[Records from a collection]
※ ※ ※

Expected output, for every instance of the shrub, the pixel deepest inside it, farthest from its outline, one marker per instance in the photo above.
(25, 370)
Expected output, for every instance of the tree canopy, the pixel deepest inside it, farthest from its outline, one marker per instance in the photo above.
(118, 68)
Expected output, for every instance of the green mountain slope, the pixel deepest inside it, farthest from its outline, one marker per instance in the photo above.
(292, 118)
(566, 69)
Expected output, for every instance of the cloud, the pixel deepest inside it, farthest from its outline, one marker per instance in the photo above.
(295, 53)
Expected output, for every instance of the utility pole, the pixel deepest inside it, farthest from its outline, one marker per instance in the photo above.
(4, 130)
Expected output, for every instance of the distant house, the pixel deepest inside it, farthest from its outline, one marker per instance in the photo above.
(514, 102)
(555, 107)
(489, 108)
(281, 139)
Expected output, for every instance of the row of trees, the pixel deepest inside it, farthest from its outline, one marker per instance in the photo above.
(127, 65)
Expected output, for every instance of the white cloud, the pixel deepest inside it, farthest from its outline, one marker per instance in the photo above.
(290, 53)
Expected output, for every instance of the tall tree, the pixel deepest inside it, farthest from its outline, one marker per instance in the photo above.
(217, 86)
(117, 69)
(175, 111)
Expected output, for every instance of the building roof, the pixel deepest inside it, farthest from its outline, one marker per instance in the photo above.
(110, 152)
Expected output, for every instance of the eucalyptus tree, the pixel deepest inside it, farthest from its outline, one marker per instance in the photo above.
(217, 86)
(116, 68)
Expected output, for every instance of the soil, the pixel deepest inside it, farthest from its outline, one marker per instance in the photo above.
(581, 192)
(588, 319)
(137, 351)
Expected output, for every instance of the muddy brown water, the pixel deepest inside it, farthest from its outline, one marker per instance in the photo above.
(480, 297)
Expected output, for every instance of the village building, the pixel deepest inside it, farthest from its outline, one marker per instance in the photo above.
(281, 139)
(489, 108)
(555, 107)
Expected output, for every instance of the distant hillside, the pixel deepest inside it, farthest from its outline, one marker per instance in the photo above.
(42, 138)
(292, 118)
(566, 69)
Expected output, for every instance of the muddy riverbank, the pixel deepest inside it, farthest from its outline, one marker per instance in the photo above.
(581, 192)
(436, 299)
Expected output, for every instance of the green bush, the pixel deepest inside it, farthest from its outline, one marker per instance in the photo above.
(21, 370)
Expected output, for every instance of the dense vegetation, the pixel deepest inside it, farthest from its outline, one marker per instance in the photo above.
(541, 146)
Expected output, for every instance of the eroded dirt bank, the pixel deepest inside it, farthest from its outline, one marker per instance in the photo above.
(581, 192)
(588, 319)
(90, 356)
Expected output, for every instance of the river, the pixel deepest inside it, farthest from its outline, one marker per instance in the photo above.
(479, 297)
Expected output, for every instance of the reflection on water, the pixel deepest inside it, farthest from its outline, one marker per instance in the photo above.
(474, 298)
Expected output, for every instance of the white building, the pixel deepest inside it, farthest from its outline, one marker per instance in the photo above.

※ ※ ※

(Problem to solve): Make an exact copy of all the lines above.

(Result of the task):
Expected output, for every instance of the shrub, the pixel deepest inside it, farthest from its outline, one marker per instance in the photo above.
(25, 370)
Expected output, for every instance of the tree canopy, the pixel deepest inside it, farthest from its outline, one marker per instance in the photo above.
(118, 68)
Expected output, for every instance of the green mountain slope, the pixel deepest inside it, farthest from its outline, one marker per instance in the photo above.
(292, 118)
(566, 69)
Expected output, for every instance of the cloud, the pixel deepest inside it, farthest from its outline, one marker per instance in the photo above.
(295, 53)
Expected output, for every instance of the utility pole, the pixel deepest inside it, farthest from its outline, one marker per instance in the photo above.
(4, 130)
Expected output, for every instance of the distant house, the pixel deepest inside it, farthest from its outline, one marker per instance in the photo above.
(514, 102)
(555, 107)
(489, 108)
(281, 139)
Expected output, for every instance of the row of trees, the pixel deepest inside it, farthest from its outline, one marker per instance in the photo above.
(127, 65)
Expected output, for every instance of the white cloud, the pixel deepest inside it, farthest from its outline, one marker per instance in the photo above.
(290, 53)
Expected output, for every instance of the tall tree, the pixel deepest inside it, farthest from its outline, one marker per instance in the photo above.
(217, 86)
(117, 69)
(175, 111)
Expected output, for every instance of the building roof, the pixel deepest inside it, farthest from its outline, one marker per instance in the photo above.
(110, 152)
Expected output, for every instance of the eucalyptus tree, the pixel deepest inside it, farthest from its outline, one marker per instance in the photo above.
(217, 86)
(116, 68)
Expected output, for every instance of the soil, the pixel deepest inside it, farthest from its outline, one marker per instance in the photo above.
(581, 192)
(588, 319)
(137, 351)
Expected output, for every instance of the muddy brown water, the pixel deepest inside it, farthest from its outline, one marker per instance in the photo above.
(480, 297)
Expected output, for every instance of the village building, the pixel deepest inside it, farthest from its outline, one marker per instance in the photo above.
(281, 139)
(489, 108)
(555, 107)
Expected output, for every instance of the distant hillside, the pixel deepest inside it, farthest from its outline, one marker per instance in the photo above.
(42, 138)
(292, 118)
(566, 69)
Expected output, for every instance of the muddy riverbank, the pixel deepest inside it, farthest from its outline, one marker per instance in the photo above.
(581, 192)
(436, 299)
Expected output, for every instance of the green bush, the pixel deepest inside it, farthest from its outline, one marker per instance in the photo above.
(21, 370)
Expected output, for every instance of the dense vegetation, the pixel deepest inside it, farthest from its outline, one marker per instance in the photo above.
(541, 146)
Expected output, for every instance of the eroded dirt bank, the pixel deepest inside it, farthest from its outline, one marker per instance in the photo above.
(581, 192)
(588, 319)
(90, 356)
Expected output, for every instance of the river, the pixel deepest inside it, farthest from its outline, one marker per instance in the photo above.
(479, 297)
Expected output, for every instance of the reflection on water, the pixel deepest inside it, farthest from its outline, one marker per instance in the photo above.
(474, 298)
Expected output, for every instance of the white building, the pixel deepest inside it, farthest from its outline, one marker per instance in the photo above.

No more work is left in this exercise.